→ **Direction**:
From the start of the records up to and including the line with "(1181, 641)", please replace "banner" with "pennant" and reproduce those lines with nothing else changed and the pictures left out.

Records of labeled points
* * * * * * *

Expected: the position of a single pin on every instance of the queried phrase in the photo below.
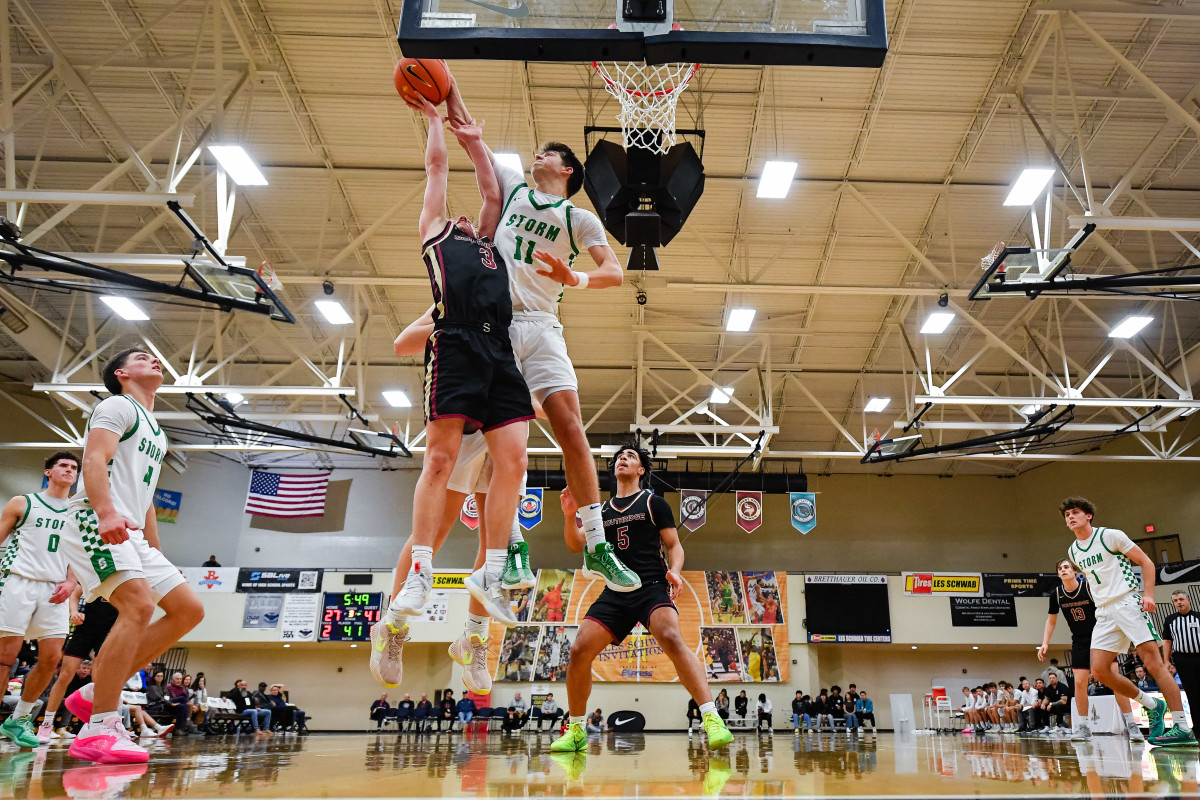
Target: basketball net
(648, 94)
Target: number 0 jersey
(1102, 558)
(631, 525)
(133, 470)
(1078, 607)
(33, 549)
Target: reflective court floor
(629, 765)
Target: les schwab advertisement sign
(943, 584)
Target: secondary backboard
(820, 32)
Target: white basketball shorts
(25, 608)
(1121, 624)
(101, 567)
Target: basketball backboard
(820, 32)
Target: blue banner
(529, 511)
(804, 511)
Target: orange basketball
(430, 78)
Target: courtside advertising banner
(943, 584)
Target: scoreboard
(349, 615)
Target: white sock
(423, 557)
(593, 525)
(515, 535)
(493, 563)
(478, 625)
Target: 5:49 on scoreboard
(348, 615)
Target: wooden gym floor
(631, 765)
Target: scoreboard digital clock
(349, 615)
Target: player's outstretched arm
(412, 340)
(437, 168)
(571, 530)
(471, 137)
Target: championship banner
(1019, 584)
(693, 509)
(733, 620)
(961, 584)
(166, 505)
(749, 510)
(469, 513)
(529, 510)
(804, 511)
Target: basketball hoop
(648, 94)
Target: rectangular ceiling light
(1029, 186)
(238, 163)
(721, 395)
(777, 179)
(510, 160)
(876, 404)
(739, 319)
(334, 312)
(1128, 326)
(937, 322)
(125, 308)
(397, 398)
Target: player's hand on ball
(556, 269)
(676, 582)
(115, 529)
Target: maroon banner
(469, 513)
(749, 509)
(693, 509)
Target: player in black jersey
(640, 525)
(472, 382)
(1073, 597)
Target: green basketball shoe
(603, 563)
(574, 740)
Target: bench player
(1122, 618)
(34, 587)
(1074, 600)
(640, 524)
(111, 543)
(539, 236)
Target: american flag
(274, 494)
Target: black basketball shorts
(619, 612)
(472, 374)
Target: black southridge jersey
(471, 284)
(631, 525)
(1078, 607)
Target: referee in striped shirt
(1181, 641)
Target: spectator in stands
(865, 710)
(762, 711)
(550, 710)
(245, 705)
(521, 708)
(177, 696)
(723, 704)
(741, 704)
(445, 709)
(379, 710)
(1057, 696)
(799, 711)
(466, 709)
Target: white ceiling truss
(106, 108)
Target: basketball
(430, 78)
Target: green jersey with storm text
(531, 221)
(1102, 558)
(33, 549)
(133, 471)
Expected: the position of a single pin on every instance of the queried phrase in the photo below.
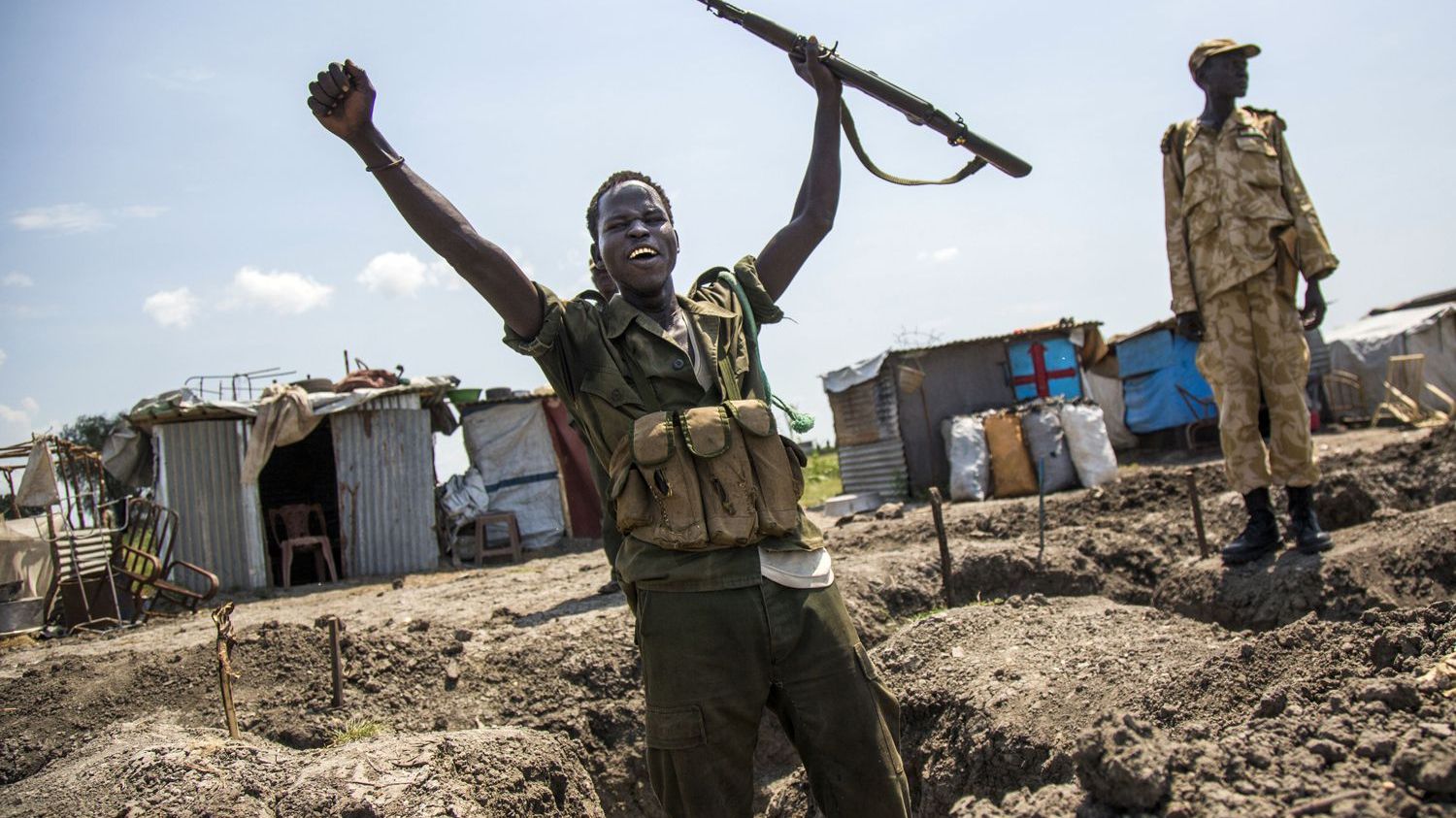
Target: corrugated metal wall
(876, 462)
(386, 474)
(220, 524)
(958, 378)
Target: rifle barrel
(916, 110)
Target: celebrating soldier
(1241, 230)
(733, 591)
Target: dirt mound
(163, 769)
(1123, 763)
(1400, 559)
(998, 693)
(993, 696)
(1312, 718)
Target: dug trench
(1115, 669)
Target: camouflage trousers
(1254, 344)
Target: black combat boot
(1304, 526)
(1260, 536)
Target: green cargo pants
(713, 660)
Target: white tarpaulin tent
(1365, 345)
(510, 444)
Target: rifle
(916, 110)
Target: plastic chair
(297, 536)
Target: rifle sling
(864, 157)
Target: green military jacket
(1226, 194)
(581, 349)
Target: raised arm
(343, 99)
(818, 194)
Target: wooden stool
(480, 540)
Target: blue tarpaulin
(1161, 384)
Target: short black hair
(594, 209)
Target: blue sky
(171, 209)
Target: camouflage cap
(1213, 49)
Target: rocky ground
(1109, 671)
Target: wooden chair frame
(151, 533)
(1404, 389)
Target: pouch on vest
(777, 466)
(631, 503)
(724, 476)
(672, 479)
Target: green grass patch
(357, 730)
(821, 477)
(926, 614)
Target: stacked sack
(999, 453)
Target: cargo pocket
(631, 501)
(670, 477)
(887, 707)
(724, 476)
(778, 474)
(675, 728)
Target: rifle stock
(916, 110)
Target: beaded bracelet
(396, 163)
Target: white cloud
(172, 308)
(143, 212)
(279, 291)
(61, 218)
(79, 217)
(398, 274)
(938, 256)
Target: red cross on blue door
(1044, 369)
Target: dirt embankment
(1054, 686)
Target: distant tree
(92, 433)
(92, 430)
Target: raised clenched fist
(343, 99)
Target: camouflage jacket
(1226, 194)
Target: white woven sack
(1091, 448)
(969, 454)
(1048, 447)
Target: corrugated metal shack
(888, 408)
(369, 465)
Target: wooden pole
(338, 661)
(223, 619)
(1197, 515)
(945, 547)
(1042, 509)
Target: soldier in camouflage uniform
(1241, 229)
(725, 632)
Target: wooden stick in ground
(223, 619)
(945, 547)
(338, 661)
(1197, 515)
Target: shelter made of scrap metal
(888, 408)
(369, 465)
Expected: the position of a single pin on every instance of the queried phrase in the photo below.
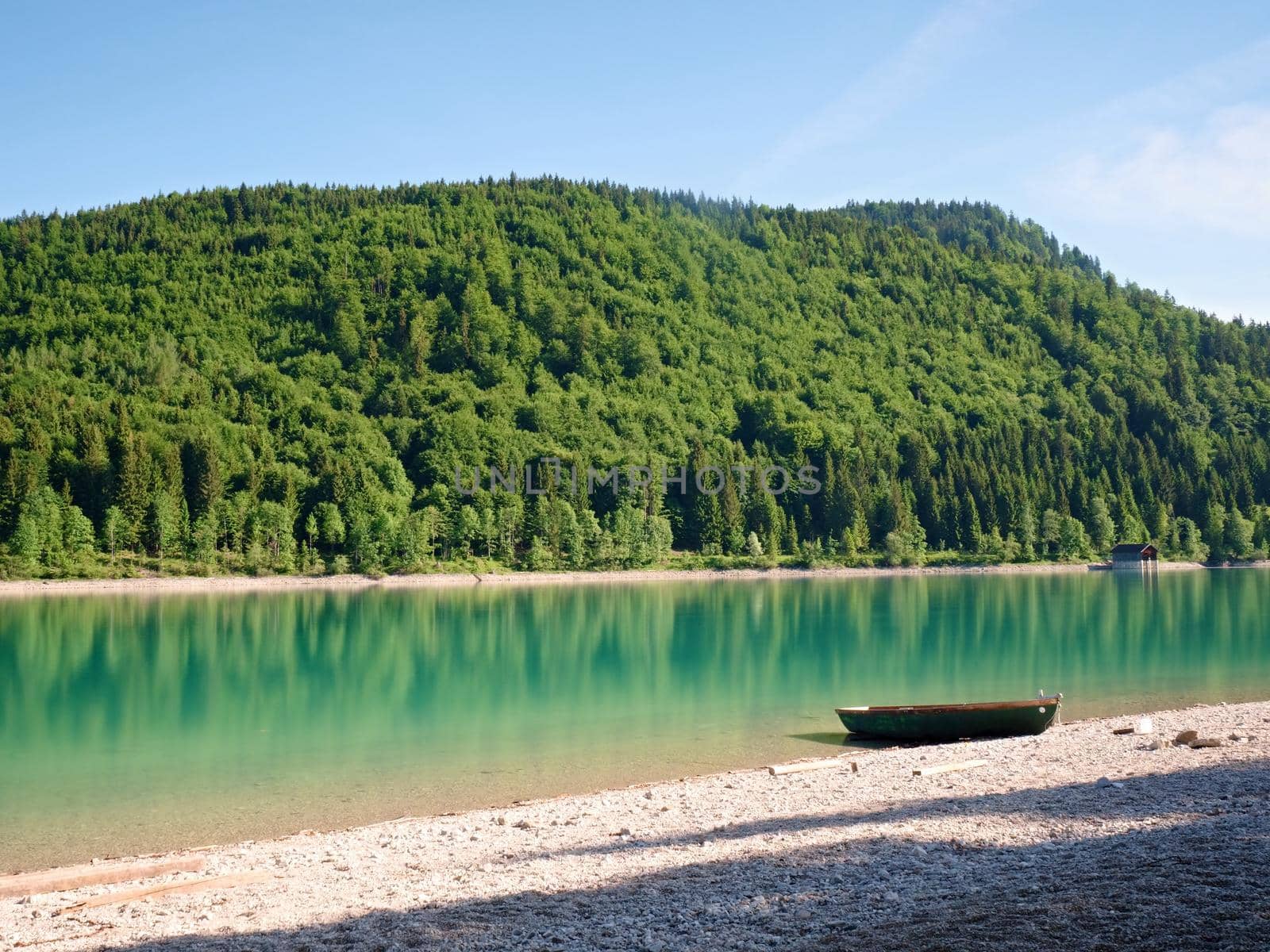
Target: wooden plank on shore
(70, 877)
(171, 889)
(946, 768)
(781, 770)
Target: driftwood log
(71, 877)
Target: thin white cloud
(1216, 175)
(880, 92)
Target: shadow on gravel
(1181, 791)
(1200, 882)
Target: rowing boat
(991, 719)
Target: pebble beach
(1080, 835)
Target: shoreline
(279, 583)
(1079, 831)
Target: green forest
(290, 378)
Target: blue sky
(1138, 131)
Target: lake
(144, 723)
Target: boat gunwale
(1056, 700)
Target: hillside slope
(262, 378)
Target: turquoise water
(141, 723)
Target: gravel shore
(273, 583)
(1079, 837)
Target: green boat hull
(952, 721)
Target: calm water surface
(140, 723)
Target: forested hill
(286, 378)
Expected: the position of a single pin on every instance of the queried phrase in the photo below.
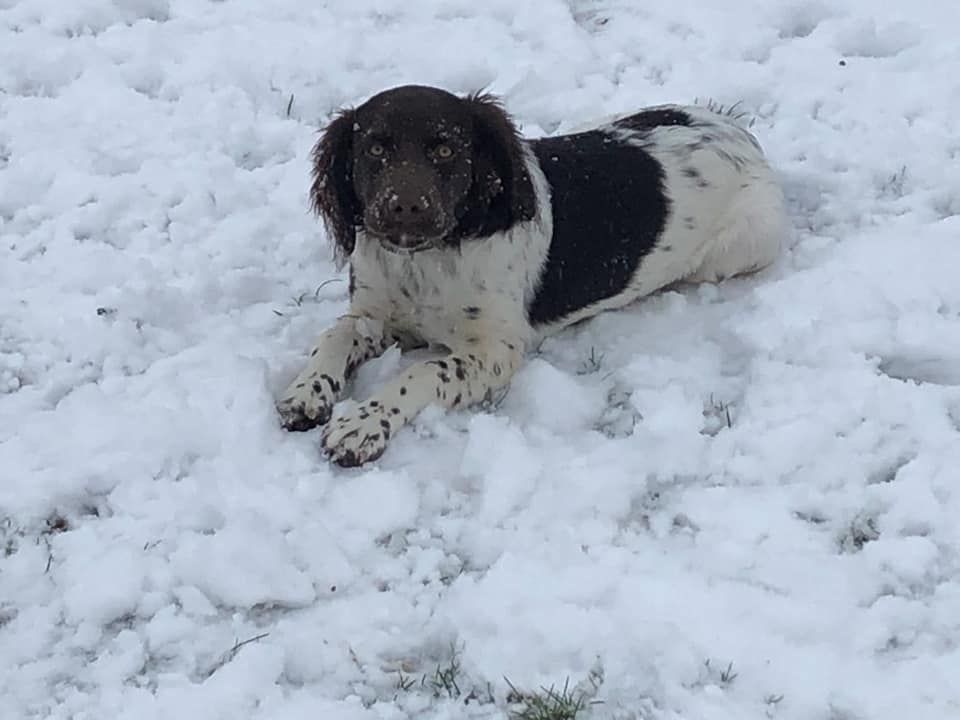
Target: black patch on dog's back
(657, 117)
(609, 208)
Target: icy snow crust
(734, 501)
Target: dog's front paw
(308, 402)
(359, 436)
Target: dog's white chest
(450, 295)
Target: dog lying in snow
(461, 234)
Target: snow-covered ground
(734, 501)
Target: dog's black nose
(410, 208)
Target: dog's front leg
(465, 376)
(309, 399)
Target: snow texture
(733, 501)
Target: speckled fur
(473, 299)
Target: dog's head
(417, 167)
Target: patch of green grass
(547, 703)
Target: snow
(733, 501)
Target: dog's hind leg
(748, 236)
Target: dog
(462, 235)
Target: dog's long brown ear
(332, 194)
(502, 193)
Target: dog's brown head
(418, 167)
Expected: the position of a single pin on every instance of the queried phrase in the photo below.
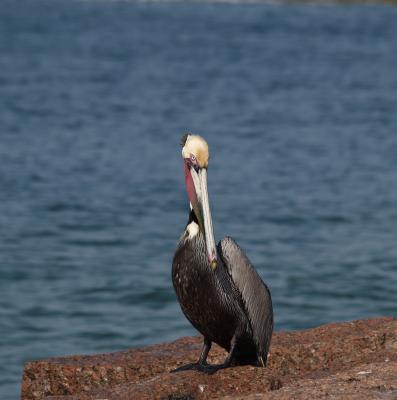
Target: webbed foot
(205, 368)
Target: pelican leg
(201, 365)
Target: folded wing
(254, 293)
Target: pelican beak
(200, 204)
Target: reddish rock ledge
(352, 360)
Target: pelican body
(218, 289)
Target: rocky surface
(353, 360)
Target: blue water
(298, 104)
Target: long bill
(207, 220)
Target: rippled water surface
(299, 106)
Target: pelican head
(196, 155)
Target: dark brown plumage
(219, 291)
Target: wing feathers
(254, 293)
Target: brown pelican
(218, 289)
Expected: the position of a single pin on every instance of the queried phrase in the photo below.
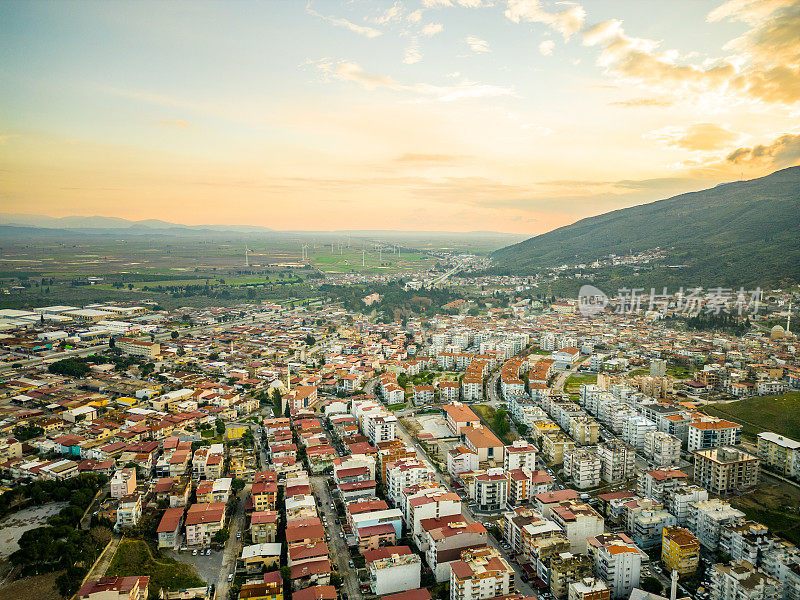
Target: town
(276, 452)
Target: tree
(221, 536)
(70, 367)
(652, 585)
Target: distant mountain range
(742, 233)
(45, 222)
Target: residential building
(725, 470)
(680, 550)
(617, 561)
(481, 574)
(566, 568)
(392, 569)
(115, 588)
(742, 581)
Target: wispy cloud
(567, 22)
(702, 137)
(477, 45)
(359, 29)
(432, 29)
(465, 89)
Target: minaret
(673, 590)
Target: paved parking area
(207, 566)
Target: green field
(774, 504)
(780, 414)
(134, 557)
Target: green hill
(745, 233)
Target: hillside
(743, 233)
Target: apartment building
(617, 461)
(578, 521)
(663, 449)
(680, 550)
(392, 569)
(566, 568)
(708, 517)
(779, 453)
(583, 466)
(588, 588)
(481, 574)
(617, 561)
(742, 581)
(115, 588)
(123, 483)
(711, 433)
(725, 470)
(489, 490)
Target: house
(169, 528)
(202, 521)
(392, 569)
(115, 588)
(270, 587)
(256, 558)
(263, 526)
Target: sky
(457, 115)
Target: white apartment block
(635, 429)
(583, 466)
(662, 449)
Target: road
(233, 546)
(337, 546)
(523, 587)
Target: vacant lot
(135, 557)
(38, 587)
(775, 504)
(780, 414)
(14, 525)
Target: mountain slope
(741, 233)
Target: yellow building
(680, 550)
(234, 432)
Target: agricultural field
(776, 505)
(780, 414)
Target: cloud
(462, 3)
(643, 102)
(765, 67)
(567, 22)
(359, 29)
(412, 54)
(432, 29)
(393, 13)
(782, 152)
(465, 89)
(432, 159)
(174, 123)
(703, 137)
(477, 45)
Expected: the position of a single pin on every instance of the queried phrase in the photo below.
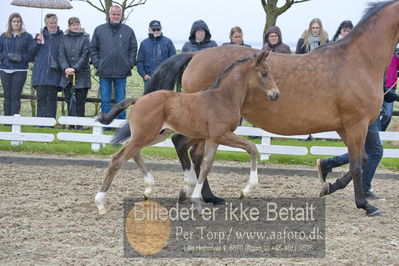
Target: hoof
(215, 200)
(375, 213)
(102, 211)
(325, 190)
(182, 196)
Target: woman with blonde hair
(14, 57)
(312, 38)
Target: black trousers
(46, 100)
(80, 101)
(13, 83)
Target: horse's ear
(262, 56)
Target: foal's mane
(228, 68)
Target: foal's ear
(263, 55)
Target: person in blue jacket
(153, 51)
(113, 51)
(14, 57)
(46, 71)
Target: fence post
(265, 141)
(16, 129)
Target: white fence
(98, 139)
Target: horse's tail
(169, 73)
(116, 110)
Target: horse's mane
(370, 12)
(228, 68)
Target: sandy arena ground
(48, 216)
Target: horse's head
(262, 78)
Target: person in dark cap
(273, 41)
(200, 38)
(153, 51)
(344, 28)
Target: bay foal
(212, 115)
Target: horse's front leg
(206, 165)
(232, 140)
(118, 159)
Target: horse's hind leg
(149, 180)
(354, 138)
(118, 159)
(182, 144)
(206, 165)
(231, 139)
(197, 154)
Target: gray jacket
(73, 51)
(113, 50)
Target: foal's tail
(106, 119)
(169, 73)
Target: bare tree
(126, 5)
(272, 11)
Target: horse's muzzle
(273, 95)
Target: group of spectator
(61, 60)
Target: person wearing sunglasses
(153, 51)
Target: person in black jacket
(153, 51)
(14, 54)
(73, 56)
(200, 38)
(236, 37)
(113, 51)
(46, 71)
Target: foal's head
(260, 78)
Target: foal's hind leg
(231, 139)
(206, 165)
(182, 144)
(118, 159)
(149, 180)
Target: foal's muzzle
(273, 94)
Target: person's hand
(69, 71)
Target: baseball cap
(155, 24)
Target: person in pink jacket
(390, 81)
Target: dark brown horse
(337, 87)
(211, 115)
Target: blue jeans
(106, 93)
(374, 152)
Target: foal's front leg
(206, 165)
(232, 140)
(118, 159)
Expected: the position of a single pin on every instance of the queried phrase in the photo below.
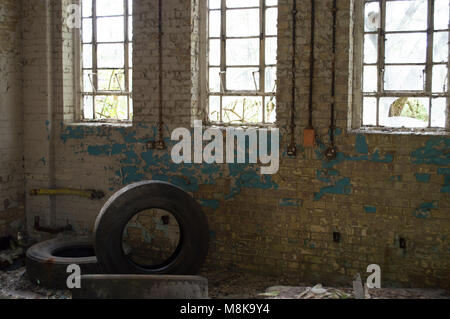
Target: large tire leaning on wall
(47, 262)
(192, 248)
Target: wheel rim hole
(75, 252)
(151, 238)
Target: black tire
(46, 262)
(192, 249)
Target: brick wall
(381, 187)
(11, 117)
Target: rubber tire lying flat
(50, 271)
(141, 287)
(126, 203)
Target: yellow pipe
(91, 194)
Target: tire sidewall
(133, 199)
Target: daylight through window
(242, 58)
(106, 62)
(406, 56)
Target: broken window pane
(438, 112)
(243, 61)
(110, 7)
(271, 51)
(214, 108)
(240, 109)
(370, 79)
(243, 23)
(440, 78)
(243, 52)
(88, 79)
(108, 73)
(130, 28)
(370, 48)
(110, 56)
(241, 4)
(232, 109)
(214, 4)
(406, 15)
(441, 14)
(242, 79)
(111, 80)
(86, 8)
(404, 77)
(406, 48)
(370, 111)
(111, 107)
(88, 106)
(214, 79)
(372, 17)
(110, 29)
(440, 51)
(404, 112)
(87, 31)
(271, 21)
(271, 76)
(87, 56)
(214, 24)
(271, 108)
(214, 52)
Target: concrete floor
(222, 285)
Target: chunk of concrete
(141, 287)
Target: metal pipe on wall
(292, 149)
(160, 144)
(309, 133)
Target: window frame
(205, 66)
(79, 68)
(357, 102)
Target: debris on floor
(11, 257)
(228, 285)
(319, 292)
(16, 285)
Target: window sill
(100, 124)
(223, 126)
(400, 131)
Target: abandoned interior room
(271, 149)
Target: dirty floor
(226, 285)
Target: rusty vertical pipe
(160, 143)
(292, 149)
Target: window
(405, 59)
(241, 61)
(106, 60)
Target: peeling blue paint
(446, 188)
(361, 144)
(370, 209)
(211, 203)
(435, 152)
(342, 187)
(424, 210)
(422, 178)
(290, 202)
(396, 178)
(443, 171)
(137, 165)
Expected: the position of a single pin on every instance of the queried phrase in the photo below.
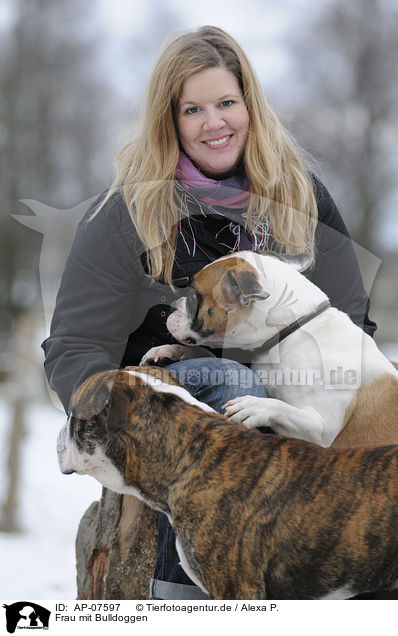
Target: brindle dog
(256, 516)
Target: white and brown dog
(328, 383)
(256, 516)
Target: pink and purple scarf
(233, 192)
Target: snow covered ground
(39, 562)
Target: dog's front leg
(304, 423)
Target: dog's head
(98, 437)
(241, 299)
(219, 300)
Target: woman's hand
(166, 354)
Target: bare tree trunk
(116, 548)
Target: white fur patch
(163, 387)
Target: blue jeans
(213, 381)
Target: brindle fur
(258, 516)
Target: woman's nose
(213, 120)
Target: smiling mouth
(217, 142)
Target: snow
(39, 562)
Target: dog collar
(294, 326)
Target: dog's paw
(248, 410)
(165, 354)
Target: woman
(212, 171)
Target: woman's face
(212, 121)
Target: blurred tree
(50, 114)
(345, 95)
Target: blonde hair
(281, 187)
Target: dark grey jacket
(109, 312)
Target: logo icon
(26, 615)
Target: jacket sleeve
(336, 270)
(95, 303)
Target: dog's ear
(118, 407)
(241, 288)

* * * * * * *

→ **Completed exercise**:
Expected: the position of a single pin on every instance of the queried phrase in the photo below.
Target: basketball net
(648, 94)
Target: number 0 jersey
(1102, 558)
(631, 525)
(133, 470)
(1078, 607)
(33, 549)
Target: reflective court floor
(629, 765)
Target: les schwab advertisement sign
(943, 584)
Target: secondary backboard
(820, 32)
Target: white basketball shorts
(25, 608)
(1121, 624)
(101, 567)
Target: basketball backboard
(820, 32)
Target: blue pennant
(529, 511)
(804, 511)
Target: orange basketball
(430, 78)
Target: courtside advertising pennant
(943, 584)
Target: scoreboard
(349, 615)
Target: white sock
(423, 557)
(593, 525)
(515, 535)
(493, 563)
(478, 625)
Target: 5:49 on scoreboard
(348, 615)
Target: wooden gym floor
(631, 765)
Target: scoreboard digital clock
(349, 615)
Target: player's outstretched arm
(412, 340)
(437, 168)
(571, 530)
(471, 137)
Target: championship pennant
(1019, 584)
(693, 509)
(733, 620)
(961, 584)
(166, 505)
(749, 510)
(469, 513)
(529, 510)
(804, 511)
Target: basketball hoop
(648, 94)
Target: rectangular ceiling light
(1029, 186)
(238, 163)
(721, 395)
(777, 179)
(510, 160)
(876, 404)
(739, 319)
(334, 312)
(1128, 326)
(937, 322)
(125, 308)
(397, 398)
Target: player's hand on ball
(556, 269)
(676, 582)
(115, 529)
Target: maroon pennant
(469, 513)
(749, 509)
(693, 509)
Target: player in black jersey
(640, 525)
(472, 382)
(1073, 597)
Target: green basketball shoe
(603, 563)
(574, 740)
Target: bench player
(1122, 618)
(34, 587)
(1074, 600)
(640, 524)
(111, 543)
(539, 236)
Target: american flag
(274, 494)
Target: black basketball shorts
(619, 612)
(472, 374)
Target: black southridge jersey
(471, 284)
(631, 525)
(1078, 607)
Target: referee in striped shirt
(1181, 641)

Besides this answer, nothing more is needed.